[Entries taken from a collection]

____________________

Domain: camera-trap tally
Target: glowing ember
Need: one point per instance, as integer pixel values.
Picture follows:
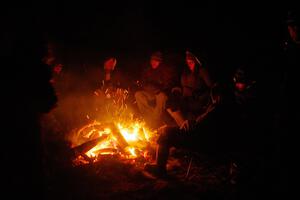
(123, 135)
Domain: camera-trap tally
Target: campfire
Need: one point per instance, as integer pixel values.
(122, 135)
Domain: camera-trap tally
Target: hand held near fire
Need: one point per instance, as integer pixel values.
(182, 123)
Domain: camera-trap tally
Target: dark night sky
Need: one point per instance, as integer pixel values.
(224, 30)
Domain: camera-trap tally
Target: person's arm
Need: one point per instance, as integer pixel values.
(206, 77)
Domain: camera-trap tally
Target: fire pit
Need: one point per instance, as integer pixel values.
(122, 136)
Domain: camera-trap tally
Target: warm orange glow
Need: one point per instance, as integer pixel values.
(128, 137)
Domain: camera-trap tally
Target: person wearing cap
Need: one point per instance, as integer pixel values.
(156, 81)
(191, 107)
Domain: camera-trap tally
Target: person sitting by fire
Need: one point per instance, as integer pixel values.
(195, 93)
(189, 107)
(156, 83)
(111, 76)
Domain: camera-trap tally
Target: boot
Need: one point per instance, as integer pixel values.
(160, 168)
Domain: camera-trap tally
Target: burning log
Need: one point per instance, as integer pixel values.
(106, 151)
(85, 147)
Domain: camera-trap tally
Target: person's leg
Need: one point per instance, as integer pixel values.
(160, 107)
(170, 136)
(142, 99)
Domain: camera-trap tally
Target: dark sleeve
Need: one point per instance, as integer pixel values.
(206, 77)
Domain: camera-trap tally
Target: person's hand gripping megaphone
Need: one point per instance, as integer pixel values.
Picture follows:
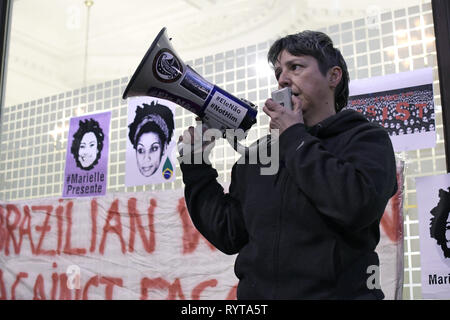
(195, 141)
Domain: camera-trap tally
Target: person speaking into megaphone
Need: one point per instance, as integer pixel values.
(308, 231)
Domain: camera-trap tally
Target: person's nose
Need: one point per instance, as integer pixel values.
(284, 80)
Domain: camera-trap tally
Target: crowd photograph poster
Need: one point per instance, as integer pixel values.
(86, 170)
(150, 141)
(402, 103)
(433, 198)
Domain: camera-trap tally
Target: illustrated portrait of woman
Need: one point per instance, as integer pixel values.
(440, 222)
(150, 134)
(87, 144)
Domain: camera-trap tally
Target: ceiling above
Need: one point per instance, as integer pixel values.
(59, 45)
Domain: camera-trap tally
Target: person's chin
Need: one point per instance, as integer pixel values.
(85, 164)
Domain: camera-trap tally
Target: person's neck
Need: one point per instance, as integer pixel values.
(319, 117)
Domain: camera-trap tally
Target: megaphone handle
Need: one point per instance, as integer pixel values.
(239, 147)
(197, 147)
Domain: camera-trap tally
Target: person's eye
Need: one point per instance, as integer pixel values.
(277, 73)
(296, 67)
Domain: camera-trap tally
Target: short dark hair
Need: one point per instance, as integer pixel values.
(318, 45)
(156, 118)
(438, 221)
(89, 125)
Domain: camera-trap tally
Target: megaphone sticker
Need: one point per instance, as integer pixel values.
(166, 66)
(196, 84)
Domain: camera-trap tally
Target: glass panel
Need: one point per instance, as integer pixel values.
(67, 59)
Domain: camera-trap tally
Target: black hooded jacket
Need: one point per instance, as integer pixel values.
(310, 230)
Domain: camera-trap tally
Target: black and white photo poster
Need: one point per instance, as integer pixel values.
(150, 158)
(433, 198)
(402, 103)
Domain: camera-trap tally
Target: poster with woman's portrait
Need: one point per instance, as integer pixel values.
(150, 141)
(433, 198)
(86, 171)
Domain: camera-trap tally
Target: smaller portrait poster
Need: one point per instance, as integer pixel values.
(433, 197)
(402, 103)
(150, 155)
(86, 171)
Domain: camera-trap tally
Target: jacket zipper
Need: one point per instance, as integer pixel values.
(276, 253)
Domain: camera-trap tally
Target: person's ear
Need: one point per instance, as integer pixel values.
(334, 76)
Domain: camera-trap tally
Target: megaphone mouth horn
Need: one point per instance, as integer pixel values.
(143, 62)
(162, 74)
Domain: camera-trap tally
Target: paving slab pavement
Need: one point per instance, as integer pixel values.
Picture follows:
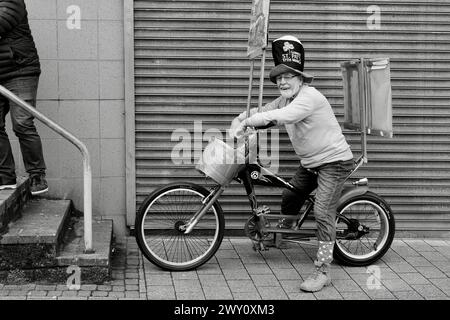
(413, 269)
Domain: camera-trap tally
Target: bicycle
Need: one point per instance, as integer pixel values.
(180, 226)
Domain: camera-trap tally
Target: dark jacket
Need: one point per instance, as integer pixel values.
(18, 54)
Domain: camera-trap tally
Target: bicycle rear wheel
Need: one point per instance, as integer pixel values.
(159, 223)
(365, 229)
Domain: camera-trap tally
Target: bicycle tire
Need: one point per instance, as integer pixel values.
(156, 225)
(373, 248)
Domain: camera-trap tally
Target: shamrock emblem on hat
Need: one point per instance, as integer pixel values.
(288, 46)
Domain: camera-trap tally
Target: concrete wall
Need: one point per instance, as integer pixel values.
(82, 89)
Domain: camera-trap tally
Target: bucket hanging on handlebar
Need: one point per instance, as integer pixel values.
(221, 162)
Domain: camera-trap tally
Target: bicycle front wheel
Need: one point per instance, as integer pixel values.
(159, 231)
(365, 228)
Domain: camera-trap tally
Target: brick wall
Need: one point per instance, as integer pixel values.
(82, 89)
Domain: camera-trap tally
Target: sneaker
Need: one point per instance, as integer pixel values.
(319, 279)
(38, 184)
(8, 184)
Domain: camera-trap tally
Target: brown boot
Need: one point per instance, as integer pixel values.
(319, 279)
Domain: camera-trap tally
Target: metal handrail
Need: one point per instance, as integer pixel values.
(87, 173)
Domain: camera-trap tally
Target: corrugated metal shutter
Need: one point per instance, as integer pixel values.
(190, 65)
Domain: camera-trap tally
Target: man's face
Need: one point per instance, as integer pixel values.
(289, 84)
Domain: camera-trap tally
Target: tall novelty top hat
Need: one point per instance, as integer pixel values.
(288, 56)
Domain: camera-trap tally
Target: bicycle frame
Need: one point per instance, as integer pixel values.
(255, 174)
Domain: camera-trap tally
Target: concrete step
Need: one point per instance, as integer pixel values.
(33, 240)
(12, 201)
(93, 267)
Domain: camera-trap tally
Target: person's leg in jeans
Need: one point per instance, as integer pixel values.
(304, 182)
(25, 130)
(7, 165)
(331, 178)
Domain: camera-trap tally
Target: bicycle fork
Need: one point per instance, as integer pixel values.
(207, 204)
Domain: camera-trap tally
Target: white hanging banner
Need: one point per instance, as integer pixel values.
(367, 96)
(258, 34)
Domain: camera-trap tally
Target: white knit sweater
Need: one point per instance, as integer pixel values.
(311, 124)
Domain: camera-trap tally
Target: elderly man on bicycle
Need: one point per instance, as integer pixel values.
(325, 157)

____________________

**What to work on:**
In the copy, include all records verbatim but no images.

**Result:**
Domain: camera-trap tally
Target: glowing ember
Need: one point per instance, as integer pixel values.
Picture follows:
(123, 135)
Domain: camera-trap tally
Target: campfire
Need: one point per instance, as integer pixel values.
(122, 135)
Domain: camera-trap tally
Target: hand held near fire
Need: one point per instance, as integer pixel values.
(182, 123)
Domain: camera-trap tally
Target: dark night sky
Need: one point per instance, as integer pixel values.
(224, 30)
Domain: camera-trap tally
Target: person's arm
Need: one point per instance, as integer pixel values.
(206, 77)
Domain: camera-trap tally
Target: fire pit
Need: one point per instance, as integer pixel values.
(122, 136)
Domain: camera-trap tally
Target: warm orange glow
Need: one point per instance, as integer pixel values.
(128, 137)
Domain: camera-trap tally
Target: person wearing cap
Need: one point per instance, as integer pixel values.
(156, 81)
(191, 107)
Domain: camera-trap tally
Target: person sitting by fire
Need: one point per instance, as integer pixel values.
(195, 93)
(189, 107)
(156, 83)
(111, 76)
Domain: camera-trap tally
Target: boot
Need: one point per instance, as integer pixel values.
(160, 168)
Domain: camera-trap tally
Target: burning log
Need: one point per instance, as integer pixel values.
(106, 151)
(85, 147)
Domain: camera-trap tally
Target: person's leg
Need: one point per instance, as integer pixel values.
(160, 107)
(170, 136)
(142, 99)
Domain: camera-trap tally
Target: dark sleeve
Need: one point per instance, as integer pixel values.
(206, 77)
Domain: camera-trap tally
Target: person's hand gripping megaphone
Need: one point per instance, as integer pixel values.
Picture follows:
(195, 141)
Domain: camera-trap tally
Target: person speaking into megaphone
Need: one point per instance, as integer pixel values.
(308, 231)
Domain: camera-trap tally
Target: person's nose
Need: one point per instance, as integer pixel values.
(284, 80)
Domain: camera-trap tally
Target: crowd photograph poster
Need: one point per instance, as integer pixel values.
(86, 170)
(150, 141)
(402, 103)
(433, 198)
Domain: camera-trap tally
Target: illustrated portrait of woman
Need: one point per instance, as integer pixel values.
(440, 222)
(150, 134)
(87, 144)
Domain: camera-trap tally
Target: ceiling above
Need: one point per instance, as integer pixel values.
(59, 45)
Domain: camera-trap tally
Target: person's chin
Need: one point per instance, as integer pixel values.
(85, 164)
Domain: camera-trap tally
Target: person's neck
Need: one point per instance, as integer pixel values.
(319, 117)
Domain: camera-trap tally
Target: megaphone handle
Need: one point per instance, as integer pixel values.
(239, 147)
(197, 147)
Domain: camera-trap tally
Target: person's eye
Need: one point per instance, as integer pixel values.
(277, 73)
(296, 67)
Domain: camera-trap tally
Target: short dark hair
Need: one point per instance, as integer pixel values.
(318, 45)
(156, 118)
(438, 221)
(89, 125)
Domain: camera-trap tally
Target: megaphone sticker
Need: one point per instance, as integer pixel values.
(166, 66)
(196, 84)
Domain: camera-trap tally
Target: glass panel
Need: one point per instance, as integer pixel values.
(67, 59)
Domain: camera-trap tally
Target: black hooded jacket
Need: one point per instance, as integer pixel values.
(310, 230)
Domain: camera-trap tally
Target: black and white photo poster
Need: one point per instance, as integer pixel values.
(150, 158)
(433, 198)
(402, 103)
Domain: camera-trap tally
Target: poster with woman's portrait
Need: one point per instance, as integer pixel values.
(150, 141)
(433, 198)
(86, 171)
Domain: camera-trap tally
Target: smaller portrait poster
Need: one point per instance, as integer pixel values.
(433, 197)
(402, 103)
(150, 155)
(86, 171)
Domain: camera-trap tally
Target: jacket zipper
Need: one point per instance, as integer pixel values.
(276, 253)
Domain: camera-trap tally
Target: person's ear
Need: one point per instance, as integer pixel values.
(334, 76)
Domain: camera-trap tally
Target: megaphone mouth horn
Need: one point per instance, as integer pixel values.
(143, 62)
(162, 74)
Domain: camera-trap tally
Target: paving slab pavement
Need: one point per instance, as integer pixel values.
Picture follows:
(413, 269)
Domain: camera-trap tally
Target: bicycle
Need: one point per instance, as integer pixel values.
(180, 226)
Domain: camera-trap tally
Target: dark jacket
Need: one point per instance, as integer pixel values.
(18, 54)
Domain: camera-trap tally
Target: bicycle rear wheel
Need: one point per instance, as integer pixel values.
(159, 223)
(365, 229)
Domain: camera-trap tally
Target: bicycle tire
Need: one point per instance, as integer pixel values.
(156, 225)
(373, 248)
Domain: camera-trap tally
Target: shamrock emblem on hat
Need: one point per instance, as integer pixel values.
(288, 46)
Domain: camera-trap tally
Target: concrete wall
Need: one point per instance, as integer pixel values.
(82, 89)
Domain: camera-trap tally
Target: bucket hanging on handlebar
Need: one point per instance, as integer pixel values.
(221, 162)
Domain: camera-trap tally
Target: bicycle front wheel
Need: one point per instance, as integer pixel values.
(159, 231)
(365, 228)
Domain: camera-trap tally
Target: brick wall
Need: one point per instance, as integer pixel values.
(82, 89)
Domain: camera-trap tally
Target: sneaker
Need: one point per instance, as integer pixel values.
(319, 279)
(38, 184)
(8, 184)
Domain: camera-trap tally
Target: brown boot
Need: one point per instance, as integer pixel values.
(319, 279)
Domain: camera-trap tally
Target: metal handrail
Need: one point per instance, as integer pixel values.
(87, 173)
Domain: camera-trap tally
Target: corrugated metal shutter
Need: one point per instance, as integer pixel values.
(190, 65)
Domain: camera-trap tally
Target: man's face
Need: one point per instance, as integer pixel values.
(289, 84)
Domain: camera-trap tally
Target: tall novelty top hat
Need: one point per instance, as integer pixel values.
(288, 56)
Domain: camera-trap tally
Target: bicycle frame
Need: one point per instance, as integer pixel values.
(255, 174)
Domain: camera-trap tally
Target: concrete step
Need: one point per instance, as integer pixel values.
(33, 240)
(12, 201)
(93, 267)
Domain: camera-trap tally
Target: person's leg in jeans
Need: one point per instance, as integer pixel values.
(304, 182)
(25, 130)
(7, 165)
(331, 178)
Domain: camera-trap tally
Target: bicycle fork
Need: one point per instance, as integer pixel values.
(207, 204)
Domain: camera-trap tally
Target: white hanging banner
Need: one point per instance, as integer pixel values.
(367, 96)
(258, 34)
Domain: camera-trap tally
Target: white knit sweater
Need: one point per instance, as integer pixel values.
(311, 124)
Domain: camera-trap tally
Target: elderly man on bicycle
Need: one point per instance, as integer pixel values.
(325, 157)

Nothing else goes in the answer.